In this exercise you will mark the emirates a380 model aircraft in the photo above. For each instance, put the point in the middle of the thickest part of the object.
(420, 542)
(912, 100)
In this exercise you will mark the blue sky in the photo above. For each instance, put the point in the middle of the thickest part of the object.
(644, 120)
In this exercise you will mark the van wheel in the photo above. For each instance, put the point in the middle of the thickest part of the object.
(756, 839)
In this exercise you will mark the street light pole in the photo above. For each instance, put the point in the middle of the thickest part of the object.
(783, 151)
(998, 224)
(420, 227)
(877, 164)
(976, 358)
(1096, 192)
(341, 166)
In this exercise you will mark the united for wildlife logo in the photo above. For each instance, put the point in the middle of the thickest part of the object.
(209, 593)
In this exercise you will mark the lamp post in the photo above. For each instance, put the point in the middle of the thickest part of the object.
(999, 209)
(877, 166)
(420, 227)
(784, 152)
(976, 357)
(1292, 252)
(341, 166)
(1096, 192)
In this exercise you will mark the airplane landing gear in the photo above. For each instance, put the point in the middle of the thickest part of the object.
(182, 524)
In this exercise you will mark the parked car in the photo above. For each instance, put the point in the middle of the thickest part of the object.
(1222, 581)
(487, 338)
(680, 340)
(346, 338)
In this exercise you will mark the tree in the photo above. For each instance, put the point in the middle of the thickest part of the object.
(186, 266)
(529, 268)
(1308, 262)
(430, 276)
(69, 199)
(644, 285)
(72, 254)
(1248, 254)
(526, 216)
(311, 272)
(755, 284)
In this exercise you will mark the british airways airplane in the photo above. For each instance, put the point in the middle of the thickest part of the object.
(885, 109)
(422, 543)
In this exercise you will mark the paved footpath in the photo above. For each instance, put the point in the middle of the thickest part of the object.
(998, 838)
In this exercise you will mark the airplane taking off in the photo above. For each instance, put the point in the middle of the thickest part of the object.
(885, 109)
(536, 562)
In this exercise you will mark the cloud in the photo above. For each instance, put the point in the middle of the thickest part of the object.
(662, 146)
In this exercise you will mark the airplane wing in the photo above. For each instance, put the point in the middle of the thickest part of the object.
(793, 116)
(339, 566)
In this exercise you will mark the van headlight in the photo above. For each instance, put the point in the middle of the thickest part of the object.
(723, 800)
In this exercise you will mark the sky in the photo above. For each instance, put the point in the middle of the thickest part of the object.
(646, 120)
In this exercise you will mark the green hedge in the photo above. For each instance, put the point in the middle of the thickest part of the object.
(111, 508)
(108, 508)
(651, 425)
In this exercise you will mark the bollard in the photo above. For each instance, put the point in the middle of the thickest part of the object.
********
TASK TO COMPLETE: Output all of the data without altering a single line.

ANSWER TO THE EXERCISE:
In this exercise you will mark the emirates a380 model aircraft in the photo above. For each instance, put the point in the middle of the thickest part of the object.
(420, 542)
(912, 100)
In this exercise you will mark the blue sky in the photo above. For each instance, put the point in the middle of the thickest part of the object.
(644, 120)
In this exercise you will mark the van wheel in the photo above. For each instance, put the point in the middle of the thickest part of the object.
(756, 839)
In this exercise you will mark the street light pole in the photo above. For each instance, put the point in the middle of the thickest part of the object.
(783, 151)
(998, 224)
(420, 227)
(877, 164)
(976, 358)
(1096, 192)
(341, 166)
In this exercise you will mark the united for wildlife logo in the photo above. For each instance, put the point in the middle of the thickest part of the object.
(209, 593)
In this exercise you will mark the lamp post in the photo above. For each instance, put the point in the middle of the thickest part of the object.
(999, 209)
(877, 166)
(420, 227)
(784, 152)
(976, 357)
(1292, 252)
(341, 166)
(1096, 192)
In this exercise you will mark the airplane landing gear in the photo above. For each instance, put the point in the middle of the thickest part of the object.
(182, 524)
In this exercise you will mark the parked car in the photo above. For each instance, put the point in the middle of the thickest part of the object.
(1222, 581)
(487, 338)
(680, 340)
(346, 338)
In this exercise you will mark the tree in the photo above. For each instance, put the point in the middle of the thickest part of the object.
(186, 266)
(529, 268)
(1308, 262)
(430, 276)
(69, 199)
(644, 285)
(72, 254)
(1248, 254)
(526, 216)
(311, 272)
(755, 284)
In this exercise you will mark the british airways airplane in the photo above. For each instance, put the point in the middle of the thickest part of the object.
(885, 109)
(422, 543)
In this exercise you will mark the paved footpath in the photo above. For each instance, put the point in the middle of the thickest part of the object.
(998, 838)
In this exercise you will mark the airplane taking off in the photo above. For each instance, put the point in the middle of the thickest part of the object.
(885, 109)
(536, 562)
In this exercise you will mark the cloud in the photo above. For each instance, put the point in the middle of the thickest part of the object.
(662, 146)
In this exercise you will mark the airplane wing in the photo above. For each instance, put the point in the middle of the thickest part of the object.
(793, 116)
(339, 566)
In this exercise you will mark the van headlight in the photo above. For each instance, put the point in the middle of the thickest part of the object.
(723, 800)
In this exercise you will mark the sky in the photo above. For each instance, put the point in the middle of the thickest part of the object.
(646, 120)
In this exercise you will mark the green hedge in the photo above. For each instance, put the point in the middle of the thickest part of the object.
(111, 508)
(108, 508)
(651, 425)
In this exercise you will mark the bollard in the photo above. For each instance, put the point in the middle of the thickest part of the object.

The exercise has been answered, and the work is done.